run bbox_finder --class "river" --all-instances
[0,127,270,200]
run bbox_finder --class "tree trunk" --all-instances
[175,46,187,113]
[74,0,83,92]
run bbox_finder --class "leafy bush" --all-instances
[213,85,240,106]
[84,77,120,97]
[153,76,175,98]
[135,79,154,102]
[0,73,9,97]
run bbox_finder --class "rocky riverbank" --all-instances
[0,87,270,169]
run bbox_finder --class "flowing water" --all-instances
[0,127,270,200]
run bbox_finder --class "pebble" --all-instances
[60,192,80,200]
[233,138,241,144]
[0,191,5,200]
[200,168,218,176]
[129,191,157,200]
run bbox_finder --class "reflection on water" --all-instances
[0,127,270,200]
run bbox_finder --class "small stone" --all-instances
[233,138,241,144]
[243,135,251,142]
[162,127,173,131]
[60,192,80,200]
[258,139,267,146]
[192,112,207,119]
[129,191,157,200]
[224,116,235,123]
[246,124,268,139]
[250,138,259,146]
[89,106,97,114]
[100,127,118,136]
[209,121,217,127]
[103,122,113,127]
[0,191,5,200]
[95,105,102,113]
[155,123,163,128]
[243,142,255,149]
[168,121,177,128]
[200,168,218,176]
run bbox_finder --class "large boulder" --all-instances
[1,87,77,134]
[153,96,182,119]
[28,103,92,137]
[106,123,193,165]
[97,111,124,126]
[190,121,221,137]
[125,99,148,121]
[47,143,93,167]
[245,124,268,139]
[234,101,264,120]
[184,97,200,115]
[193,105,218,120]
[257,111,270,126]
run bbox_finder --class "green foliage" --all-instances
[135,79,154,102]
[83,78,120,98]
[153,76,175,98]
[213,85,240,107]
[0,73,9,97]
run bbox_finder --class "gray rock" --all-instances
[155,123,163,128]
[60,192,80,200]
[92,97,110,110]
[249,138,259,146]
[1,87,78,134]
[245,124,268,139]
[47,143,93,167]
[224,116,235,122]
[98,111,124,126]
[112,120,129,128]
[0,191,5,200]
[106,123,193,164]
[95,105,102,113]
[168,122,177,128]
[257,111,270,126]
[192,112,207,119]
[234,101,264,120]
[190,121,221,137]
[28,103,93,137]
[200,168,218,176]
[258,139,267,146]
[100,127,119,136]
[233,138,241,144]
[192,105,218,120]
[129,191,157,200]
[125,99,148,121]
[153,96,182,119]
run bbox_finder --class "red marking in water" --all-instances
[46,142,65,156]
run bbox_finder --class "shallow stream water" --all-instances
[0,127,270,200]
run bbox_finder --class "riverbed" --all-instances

Instructions to follow: Please report how many lines in the listing above contain the string "water", with case counting. Give only the number.

Exercise result: 4